• _WHAT IS ASKED_:
Give every line again exactly as it appears, please, but not the pictures.

Segmentation labeling entries:
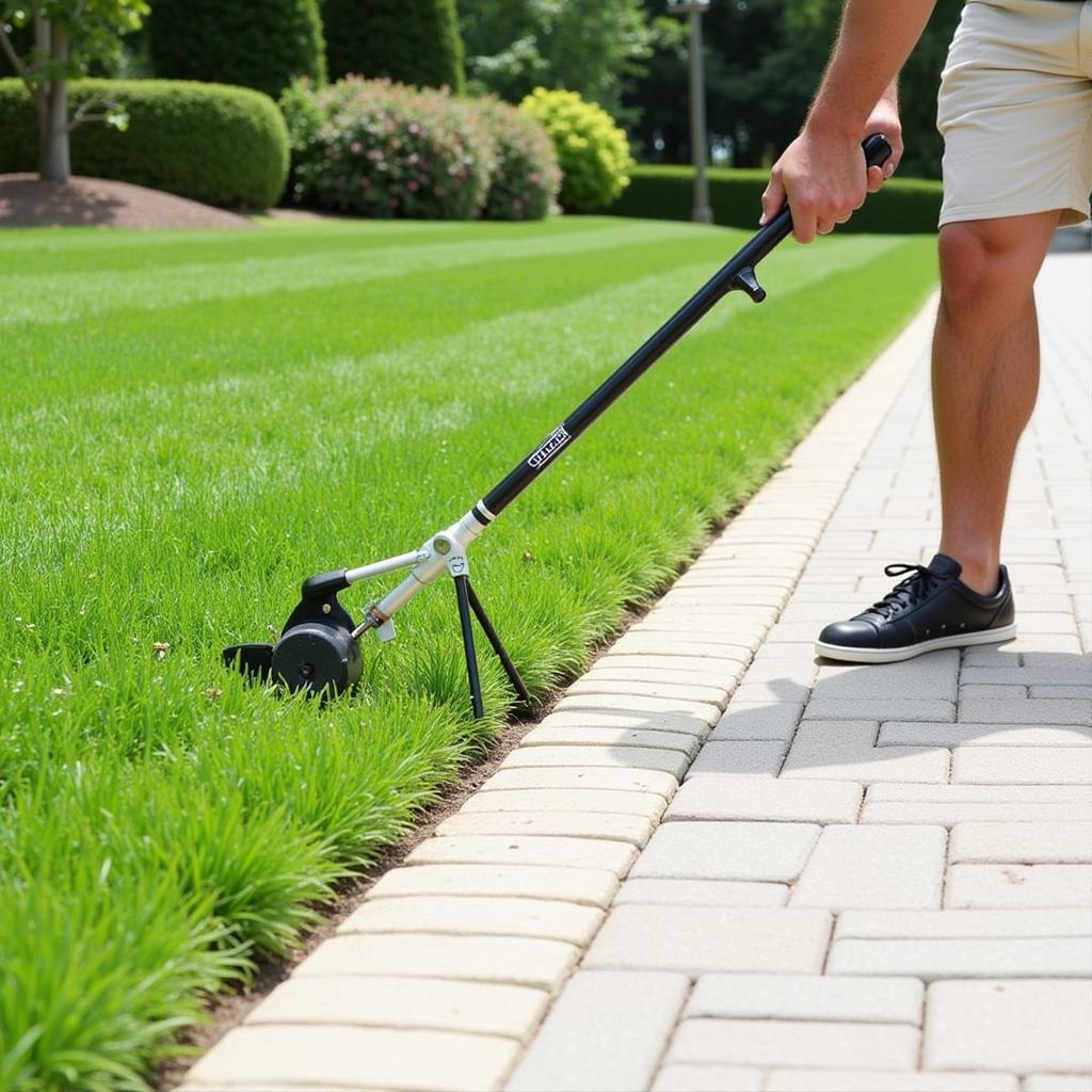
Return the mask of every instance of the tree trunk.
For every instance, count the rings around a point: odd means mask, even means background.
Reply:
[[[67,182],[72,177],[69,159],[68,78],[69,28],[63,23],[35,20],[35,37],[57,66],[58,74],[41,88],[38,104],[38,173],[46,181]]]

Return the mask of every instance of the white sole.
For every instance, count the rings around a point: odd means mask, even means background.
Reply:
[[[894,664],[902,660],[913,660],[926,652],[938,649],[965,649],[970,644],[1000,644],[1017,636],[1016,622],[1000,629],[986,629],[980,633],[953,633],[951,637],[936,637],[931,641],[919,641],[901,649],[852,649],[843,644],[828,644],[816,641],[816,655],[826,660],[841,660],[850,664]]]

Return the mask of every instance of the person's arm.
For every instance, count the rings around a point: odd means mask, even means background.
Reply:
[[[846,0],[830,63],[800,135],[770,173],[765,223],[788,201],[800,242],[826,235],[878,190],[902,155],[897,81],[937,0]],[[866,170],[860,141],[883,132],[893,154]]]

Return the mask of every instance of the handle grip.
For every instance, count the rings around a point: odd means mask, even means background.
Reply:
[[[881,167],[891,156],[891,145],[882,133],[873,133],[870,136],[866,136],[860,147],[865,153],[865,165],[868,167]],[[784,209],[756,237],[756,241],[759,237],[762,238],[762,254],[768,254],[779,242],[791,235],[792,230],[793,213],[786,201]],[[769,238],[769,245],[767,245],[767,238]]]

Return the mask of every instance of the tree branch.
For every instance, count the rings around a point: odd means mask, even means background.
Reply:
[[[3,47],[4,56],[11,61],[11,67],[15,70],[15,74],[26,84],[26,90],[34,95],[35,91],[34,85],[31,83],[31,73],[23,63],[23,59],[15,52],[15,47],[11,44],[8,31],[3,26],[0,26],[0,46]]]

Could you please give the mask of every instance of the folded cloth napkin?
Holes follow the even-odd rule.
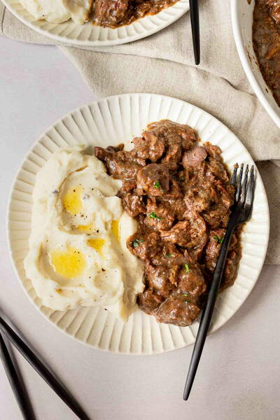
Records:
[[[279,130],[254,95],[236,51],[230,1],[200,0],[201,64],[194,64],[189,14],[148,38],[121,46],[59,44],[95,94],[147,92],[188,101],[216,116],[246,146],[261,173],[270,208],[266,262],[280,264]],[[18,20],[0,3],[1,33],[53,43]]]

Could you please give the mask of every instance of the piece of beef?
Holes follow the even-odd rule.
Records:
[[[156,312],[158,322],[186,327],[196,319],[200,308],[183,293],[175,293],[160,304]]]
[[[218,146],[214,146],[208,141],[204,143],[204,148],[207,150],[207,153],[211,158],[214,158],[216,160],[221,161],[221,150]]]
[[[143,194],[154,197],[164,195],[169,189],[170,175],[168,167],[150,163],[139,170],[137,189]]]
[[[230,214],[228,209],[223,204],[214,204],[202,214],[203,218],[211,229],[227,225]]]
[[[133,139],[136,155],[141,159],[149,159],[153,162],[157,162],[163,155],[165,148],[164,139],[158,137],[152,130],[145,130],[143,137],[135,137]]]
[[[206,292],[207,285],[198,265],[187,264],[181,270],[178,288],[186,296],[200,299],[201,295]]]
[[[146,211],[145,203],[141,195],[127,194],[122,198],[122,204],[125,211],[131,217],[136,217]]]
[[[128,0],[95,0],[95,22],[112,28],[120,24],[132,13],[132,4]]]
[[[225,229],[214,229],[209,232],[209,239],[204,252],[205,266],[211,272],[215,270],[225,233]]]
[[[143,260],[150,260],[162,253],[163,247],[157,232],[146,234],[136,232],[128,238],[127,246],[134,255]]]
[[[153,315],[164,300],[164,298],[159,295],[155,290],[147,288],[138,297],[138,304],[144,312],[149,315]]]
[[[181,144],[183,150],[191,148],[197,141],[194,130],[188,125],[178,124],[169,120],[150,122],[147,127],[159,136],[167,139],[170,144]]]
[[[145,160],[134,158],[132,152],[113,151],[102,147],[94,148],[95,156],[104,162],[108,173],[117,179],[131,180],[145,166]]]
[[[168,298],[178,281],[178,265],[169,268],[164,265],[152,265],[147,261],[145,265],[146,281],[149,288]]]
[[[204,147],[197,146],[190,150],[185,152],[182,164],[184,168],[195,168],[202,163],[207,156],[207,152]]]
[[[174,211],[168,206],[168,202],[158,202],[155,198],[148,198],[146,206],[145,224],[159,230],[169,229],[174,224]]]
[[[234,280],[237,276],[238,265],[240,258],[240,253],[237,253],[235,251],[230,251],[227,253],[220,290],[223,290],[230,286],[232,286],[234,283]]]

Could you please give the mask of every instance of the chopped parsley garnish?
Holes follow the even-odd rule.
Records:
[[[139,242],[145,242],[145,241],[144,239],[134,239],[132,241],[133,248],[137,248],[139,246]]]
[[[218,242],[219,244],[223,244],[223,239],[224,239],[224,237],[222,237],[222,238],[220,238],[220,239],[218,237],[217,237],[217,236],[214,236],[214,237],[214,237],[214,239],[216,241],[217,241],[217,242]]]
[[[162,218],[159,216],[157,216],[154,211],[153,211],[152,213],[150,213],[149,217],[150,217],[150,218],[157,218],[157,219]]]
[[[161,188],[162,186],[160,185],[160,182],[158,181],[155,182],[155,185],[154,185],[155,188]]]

• _WRITTEN SOLUTION_:
Return the mask of every instance of the tree trunk.
For every instance, count the rings around a point: odd means mask, even means background.
Reply:
[[[67,182],[72,177],[69,159],[68,78],[69,28],[63,23],[35,20],[35,37],[57,66],[58,74],[41,88],[38,104],[38,173],[46,181]]]

Return the mask of every instance of the white sole.
For every instance, count the rings around a point: odd means mask, even means background.
Reply:
[[[894,664],[902,660],[913,660],[926,652],[938,649],[965,649],[970,644],[1000,644],[1017,636],[1016,622],[1000,629],[986,629],[980,633],[953,633],[951,637],[936,637],[931,641],[919,641],[901,649],[852,649],[843,644],[828,644],[816,641],[816,655],[826,660],[841,660],[850,664]]]

Return the mask of every instance of the person's arm.
For every instance, count the rings around a point: odd means mask, even means background.
Reply:
[[[846,0],[830,63],[800,135],[770,173],[765,223],[788,201],[800,242],[826,235],[878,190],[902,155],[897,81],[937,0]],[[866,170],[860,141],[883,132],[893,154]]]

Return the mask of every instance of the handle grip.
For every instance, count the rings around a point: odd means mask, even means background.
Reply:
[[[881,167],[891,156],[891,145],[882,133],[873,133],[870,136],[866,136],[860,147],[865,153],[865,165],[868,167]],[[784,209],[756,237],[756,241],[759,237],[762,238],[762,254],[768,254],[779,242],[791,235],[792,230],[793,213],[786,201]],[[769,238],[769,245],[767,245],[767,238]]]

Return the mask of every instance of the tree branch.
For every instance, count the rings around a point: odd means mask, even means background.
Reply:
[[[3,47],[4,56],[11,61],[11,67],[15,70],[15,74],[26,84],[26,90],[34,95],[35,91],[34,85],[31,83],[31,73],[23,63],[23,59],[15,52],[15,47],[11,44],[8,31],[3,26],[0,26],[0,46]]]

Could you please give the mask of every instance of the folded cloth napkin?
Holes follow the even-odd rule.
Records:
[[[279,130],[254,95],[236,51],[230,1],[200,0],[201,64],[194,64],[189,14],[148,38],[121,46],[59,44],[95,94],[147,92],[188,101],[216,116],[246,146],[261,173],[270,208],[266,262],[280,264]],[[18,20],[0,3],[1,33],[53,43]]]

Could you please give the mask of every instance of the piece of beef?
Holes follow the even-odd rule.
Records:
[[[156,312],[158,322],[186,327],[196,319],[200,308],[183,293],[175,293],[160,304]]]
[[[218,146],[214,146],[208,141],[204,143],[204,148],[207,150],[207,153],[211,158],[214,158],[216,160],[221,161],[221,150]]]
[[[143,194],[154,197],[164,195],[169,189],[170,175],[168,167],[150,163],[139,170],[137,189]]]
[[[230,214],[228,209],[223,204],[214,204],[202,214],[203,218],[211,229],[227,225]]]
[[[133,139],[136,155],[141,159],[149,159],[153,162],[157,162],[163,155],[165,148],[164,139],[158,137],[152,130],[145,130],[143,137],[135,137]]]
[[[206,292],[207,285],[198,265],[187,264],[181,270],[178,288],[186,296],[200,299],[201,295]]]
[[[146,211],[145,203],[141,195],[127,194],[122,198],[122,204],[125,211],[131,217],[136,217]]]
[[[128,0],[95,0],[95,22],[112,28],[120,24],[132,13],[132,4]]]
[[[225,229],[214,229],[209,232],[209,239],[204,252],[205,266],[211,272],[215,270],[225,233]]]
[[[143,260],[150,260],[162,253],[163,247],[157,232],[146,234],[136,232],[128,238],[127,246],[134,255]]]
[[[153,315],[164,300],[164,298],[159,295],[155,290],[147,288],[138,297],[138,304],[144,312],[149,315]]]
[[[181,144],[183,150],[191,148],[197,141],[194,130],[188,125],[178,124],[169,120],[150,122],[147,127],[159,136],[167,139],[170,144]]]
[[[145,160],[134,158],[132,152],[113,151],[102,147],[94,148],[95,156],[104,162],[108,173],[117,179],[131,180],[145,166]]]
[[[168,298],[178,281],[178,265],[169,268],[164,265],[152,265],[147,261],[145,265],[146,281],[149,288]]]
[[[204,147],[197,146],[190,150],[185,152],[182,164],[184,168],[195,168],[202,163],[207,156],[207,152]]]
[[[174,211],[168,206],[168,202],[158,202],[155,198],[148,198],[146,206],[145,224],[159,230],[169,229],[174,224]]]
[[[234,280],[237,276],[238,265],[240,258],[240,253],[237,253],[235,251],[230,251],[227,253],[220,290],[223,290],[230,286],[232,286],[234,283]]]

Could you please give the mask of every instance of the chopped parsley garnish?
Holes follow the even-odd rule.
Records:
[[[139,242],[145,242],[145,241],[144,239],[134,239],[132,241],[133,248],[137,248],[139,246]]]
[[[218,242],[219,244],[223,244],[223,239],[224,239],[224,237],[222,237],[222,238],[220,238],[220,239],[218,237],[217,237],[217,236],[214,236],[214,237],[214,237],[214,239],[216,241],[217,241],[217,242]]]
[[[162,218],[159,216],[157,216],[154,211],[153,211],[152,213],[150,213],[149,217],[150,217],[150,218],[157,218],[157,219]]]
[[[161,188],[162,186],[160,185],[160,182],[158,181],[155,182],[155,185],[154,185],[155,188]]]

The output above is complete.